### Work instructions
1. Copy the stretch from "A significant number" through "in these communities." in the passage on radioactive releases and child health.
2. In the passage on radioactive releases and child health, which two nuclear accidents are tied to significant numbers of thyroid cancer cases among exposed children?

### Supplied text
Radioactive releases from the nuclear power sector and implications for child health

British Medical Journal Paedistrics,Cindy Folkers & Linda Pentz Gunter 9 Oct 22, :
Although radioactivity is released routinely at every stage of nuclear power generation, the regulation of
these releases has never taken into account those potentially most
sensitive—women, especially when pregnant, and children.
From uranium mining and milling, to fuel manufacture, electricity generation and
radioactive waste management, children in frontline and Indigenous
communities can be disproportionately harmed due to often increased
sensitivity of developing systems to toxic exposures, the lack of resources
and racial and class discrimination.
The reasons for the greater susceptibility of women and children to harm from radiation exposure is not
fully understood. Regulatory practices, particularly in the establishment
of protective exposure standards, have failed to take this difference into
account.
Anecdotal evidence within communities around nuclear facilities
suggests an association between radiation exposure and increases in birth
defects, miscarriages and childhood cancers.
A significant number of academic studies tend to ascribe causality to other factors related to diet
and lifestyle and dismiss these health indicators as statistically insignificant.
In the case of a major release of radiation due to a serious
nuclear accident, children are again on the frontlines, with a noted
susceptibility to thyroid cancer, which has been found in significant
numbers among children exposed both by the 1986 Chornobyl nuclear accident
in Ukraine and the 2011 Fukushima-Daiichi nuclear disaster in Japan.
The response among authorities in Japan is to blame increased testing or to
reduce testing. More independent studies are needed focused on children,
especially those in vulnerable frontline and Indigenous communities. In
conducting such studies, greater consideration must be applied to
culturally significant traditions and habits in these communities.

Stored items:

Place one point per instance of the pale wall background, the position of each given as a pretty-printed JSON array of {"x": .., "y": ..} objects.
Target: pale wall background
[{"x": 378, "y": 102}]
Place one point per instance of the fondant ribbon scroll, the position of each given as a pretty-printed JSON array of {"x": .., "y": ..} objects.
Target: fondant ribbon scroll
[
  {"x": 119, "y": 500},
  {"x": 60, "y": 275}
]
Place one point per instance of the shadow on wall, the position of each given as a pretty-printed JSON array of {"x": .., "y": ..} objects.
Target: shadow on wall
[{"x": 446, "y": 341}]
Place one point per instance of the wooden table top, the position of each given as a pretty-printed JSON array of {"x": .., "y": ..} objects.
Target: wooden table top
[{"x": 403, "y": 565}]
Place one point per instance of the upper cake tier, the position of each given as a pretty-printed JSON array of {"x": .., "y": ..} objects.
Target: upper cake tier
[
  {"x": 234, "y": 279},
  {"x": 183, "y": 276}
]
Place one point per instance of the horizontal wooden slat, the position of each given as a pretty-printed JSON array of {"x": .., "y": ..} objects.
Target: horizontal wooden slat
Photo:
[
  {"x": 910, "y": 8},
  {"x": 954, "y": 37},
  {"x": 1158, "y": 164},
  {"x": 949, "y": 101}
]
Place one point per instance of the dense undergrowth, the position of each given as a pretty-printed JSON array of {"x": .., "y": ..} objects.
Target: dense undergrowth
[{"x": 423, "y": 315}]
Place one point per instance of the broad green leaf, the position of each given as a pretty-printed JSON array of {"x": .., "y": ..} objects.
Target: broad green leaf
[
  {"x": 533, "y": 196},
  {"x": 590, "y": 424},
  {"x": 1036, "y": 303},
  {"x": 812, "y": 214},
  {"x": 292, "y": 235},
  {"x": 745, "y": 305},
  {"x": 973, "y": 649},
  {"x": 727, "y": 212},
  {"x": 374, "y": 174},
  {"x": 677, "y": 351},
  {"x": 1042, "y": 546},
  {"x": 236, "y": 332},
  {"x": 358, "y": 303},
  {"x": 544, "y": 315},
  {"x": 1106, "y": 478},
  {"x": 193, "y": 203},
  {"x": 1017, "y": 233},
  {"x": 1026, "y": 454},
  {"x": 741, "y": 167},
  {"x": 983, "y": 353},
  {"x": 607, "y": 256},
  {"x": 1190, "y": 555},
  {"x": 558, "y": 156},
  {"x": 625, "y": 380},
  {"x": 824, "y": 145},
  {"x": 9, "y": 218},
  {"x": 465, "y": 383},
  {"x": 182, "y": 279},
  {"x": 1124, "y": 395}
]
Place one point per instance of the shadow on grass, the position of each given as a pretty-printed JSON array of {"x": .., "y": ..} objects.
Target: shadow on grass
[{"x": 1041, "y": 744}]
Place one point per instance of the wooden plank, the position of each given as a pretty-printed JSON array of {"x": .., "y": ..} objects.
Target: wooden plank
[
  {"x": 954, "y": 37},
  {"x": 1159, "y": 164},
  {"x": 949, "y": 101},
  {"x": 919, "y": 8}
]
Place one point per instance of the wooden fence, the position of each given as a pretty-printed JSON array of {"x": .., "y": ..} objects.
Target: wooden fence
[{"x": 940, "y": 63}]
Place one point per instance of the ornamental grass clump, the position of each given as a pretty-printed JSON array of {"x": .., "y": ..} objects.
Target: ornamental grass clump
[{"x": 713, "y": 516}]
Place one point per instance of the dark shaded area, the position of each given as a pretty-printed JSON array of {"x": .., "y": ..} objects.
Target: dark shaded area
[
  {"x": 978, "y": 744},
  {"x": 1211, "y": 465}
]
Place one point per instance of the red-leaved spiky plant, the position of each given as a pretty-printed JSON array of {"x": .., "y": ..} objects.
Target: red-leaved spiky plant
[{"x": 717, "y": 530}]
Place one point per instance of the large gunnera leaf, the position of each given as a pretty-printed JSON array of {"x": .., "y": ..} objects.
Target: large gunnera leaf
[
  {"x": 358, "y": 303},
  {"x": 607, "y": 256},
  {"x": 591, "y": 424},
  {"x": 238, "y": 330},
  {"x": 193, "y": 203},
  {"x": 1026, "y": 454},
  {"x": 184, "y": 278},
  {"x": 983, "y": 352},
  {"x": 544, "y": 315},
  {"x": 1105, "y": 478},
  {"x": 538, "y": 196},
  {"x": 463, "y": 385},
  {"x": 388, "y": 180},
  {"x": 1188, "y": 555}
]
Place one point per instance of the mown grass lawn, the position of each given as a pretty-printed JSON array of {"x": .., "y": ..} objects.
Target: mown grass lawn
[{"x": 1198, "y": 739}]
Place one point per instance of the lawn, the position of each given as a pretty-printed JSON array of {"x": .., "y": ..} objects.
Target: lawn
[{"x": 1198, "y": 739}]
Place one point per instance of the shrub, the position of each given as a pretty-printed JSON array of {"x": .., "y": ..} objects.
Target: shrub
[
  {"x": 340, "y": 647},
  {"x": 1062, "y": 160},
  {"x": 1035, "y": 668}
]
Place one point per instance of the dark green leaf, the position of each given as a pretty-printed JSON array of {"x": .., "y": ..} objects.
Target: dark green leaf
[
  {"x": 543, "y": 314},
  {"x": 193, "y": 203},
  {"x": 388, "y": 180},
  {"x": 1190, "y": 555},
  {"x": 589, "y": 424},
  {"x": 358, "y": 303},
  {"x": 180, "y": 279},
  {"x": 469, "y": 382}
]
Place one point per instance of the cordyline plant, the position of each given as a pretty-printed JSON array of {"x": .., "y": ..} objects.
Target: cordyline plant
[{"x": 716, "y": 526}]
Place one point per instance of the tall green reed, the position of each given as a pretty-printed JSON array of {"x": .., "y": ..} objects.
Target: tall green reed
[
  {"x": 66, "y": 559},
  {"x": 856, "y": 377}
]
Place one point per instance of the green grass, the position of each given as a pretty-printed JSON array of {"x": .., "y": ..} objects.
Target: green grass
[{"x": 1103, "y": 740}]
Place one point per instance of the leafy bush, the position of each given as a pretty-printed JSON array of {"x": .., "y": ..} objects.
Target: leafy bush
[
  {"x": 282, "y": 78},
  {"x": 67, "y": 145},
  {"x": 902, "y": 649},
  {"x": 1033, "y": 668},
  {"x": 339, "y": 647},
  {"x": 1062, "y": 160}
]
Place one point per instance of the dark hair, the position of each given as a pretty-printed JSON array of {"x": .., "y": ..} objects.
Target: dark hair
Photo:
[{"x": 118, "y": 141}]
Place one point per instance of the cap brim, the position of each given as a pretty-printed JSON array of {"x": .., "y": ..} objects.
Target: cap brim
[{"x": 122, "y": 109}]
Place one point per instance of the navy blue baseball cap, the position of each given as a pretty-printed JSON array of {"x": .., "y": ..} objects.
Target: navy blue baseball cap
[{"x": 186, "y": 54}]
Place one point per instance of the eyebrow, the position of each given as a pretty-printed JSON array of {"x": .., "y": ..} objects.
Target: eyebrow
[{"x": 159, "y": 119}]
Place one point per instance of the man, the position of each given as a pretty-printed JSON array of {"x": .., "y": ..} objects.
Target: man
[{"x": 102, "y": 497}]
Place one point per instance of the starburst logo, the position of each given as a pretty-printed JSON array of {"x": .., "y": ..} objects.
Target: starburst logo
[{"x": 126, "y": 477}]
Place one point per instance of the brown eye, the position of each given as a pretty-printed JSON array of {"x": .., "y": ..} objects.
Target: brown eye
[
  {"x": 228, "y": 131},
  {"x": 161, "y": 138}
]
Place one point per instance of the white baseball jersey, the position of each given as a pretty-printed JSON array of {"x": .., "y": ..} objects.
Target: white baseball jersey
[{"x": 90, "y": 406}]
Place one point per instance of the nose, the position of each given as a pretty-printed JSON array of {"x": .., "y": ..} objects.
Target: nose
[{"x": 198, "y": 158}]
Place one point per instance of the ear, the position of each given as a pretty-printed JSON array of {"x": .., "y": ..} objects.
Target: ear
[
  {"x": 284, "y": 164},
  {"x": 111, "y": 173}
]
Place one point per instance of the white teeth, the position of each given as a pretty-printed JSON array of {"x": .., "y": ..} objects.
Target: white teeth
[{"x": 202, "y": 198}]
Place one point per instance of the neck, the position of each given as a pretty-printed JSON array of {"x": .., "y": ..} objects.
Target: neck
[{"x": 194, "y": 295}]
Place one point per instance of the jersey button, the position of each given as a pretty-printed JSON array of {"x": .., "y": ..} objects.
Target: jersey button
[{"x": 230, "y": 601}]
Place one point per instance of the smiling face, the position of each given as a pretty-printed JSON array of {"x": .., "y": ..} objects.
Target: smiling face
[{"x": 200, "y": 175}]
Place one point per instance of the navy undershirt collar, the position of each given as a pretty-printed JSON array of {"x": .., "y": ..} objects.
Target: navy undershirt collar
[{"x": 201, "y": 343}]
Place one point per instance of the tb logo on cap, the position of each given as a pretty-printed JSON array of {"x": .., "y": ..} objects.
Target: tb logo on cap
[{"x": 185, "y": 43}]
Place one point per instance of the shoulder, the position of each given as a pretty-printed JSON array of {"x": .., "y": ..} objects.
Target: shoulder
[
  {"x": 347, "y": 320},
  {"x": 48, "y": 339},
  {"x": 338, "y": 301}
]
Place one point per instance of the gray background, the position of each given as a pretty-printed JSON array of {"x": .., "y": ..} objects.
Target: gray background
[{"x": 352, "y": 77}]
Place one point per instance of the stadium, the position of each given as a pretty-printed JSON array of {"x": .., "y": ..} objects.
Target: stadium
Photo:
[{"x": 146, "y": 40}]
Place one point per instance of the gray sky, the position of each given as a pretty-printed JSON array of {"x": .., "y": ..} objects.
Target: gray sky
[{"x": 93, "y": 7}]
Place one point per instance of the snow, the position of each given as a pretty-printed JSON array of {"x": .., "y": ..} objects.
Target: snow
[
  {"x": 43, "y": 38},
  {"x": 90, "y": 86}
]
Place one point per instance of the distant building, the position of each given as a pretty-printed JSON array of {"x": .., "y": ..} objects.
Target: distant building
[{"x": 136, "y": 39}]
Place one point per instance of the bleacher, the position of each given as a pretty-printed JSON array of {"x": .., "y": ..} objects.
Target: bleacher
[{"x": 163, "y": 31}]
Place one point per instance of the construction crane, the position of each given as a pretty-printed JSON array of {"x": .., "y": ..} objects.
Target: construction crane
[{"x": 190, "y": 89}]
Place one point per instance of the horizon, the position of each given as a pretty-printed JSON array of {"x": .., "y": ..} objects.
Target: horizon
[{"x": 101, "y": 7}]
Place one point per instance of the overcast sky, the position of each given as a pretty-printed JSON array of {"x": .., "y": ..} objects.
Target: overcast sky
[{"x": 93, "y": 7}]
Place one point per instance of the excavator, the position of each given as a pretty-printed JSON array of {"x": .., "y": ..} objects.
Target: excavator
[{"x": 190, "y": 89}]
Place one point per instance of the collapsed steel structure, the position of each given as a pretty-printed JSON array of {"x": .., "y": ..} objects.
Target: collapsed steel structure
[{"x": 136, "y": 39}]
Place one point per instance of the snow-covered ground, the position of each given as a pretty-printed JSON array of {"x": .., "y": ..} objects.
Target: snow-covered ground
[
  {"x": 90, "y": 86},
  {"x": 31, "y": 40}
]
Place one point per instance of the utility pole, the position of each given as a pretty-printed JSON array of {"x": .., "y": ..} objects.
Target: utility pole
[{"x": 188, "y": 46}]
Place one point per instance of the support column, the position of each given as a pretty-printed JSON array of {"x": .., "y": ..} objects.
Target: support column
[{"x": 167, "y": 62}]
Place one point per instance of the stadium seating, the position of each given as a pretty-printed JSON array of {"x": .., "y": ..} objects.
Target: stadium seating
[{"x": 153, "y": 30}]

### Solved problems
1.
A significant number of academic studies tend to ascribe causality to other factors related to diet
and lifestyle and dismiss these health indicators as statistically insignificant.
In the case of a major release of radiation due to a serious
nuclear accident, children are again on the frontlines, with a noted
susceptibility to thyroid cancer, which has been found in significant
numbers among children exposed both by the 1986 Chornobyl nuclear accident
in Ukraine and the 2011 Fukushima-Daiichi nuclear disaster in Japan.
The response among authorities in Japan is to blame increased testing or to
reduce testing. More independent studies are needed focused on children,
especially those in vulnerable frontline and Indigenous communities. In
conducting such studies, greater consideration must be applied to
culturally significant traditions and habits in these communities.

2. The 1986 Chornobyl nuclear accident in Ukraine and the 2011 Fukushima-Daiichi nuclear disaster in Japan.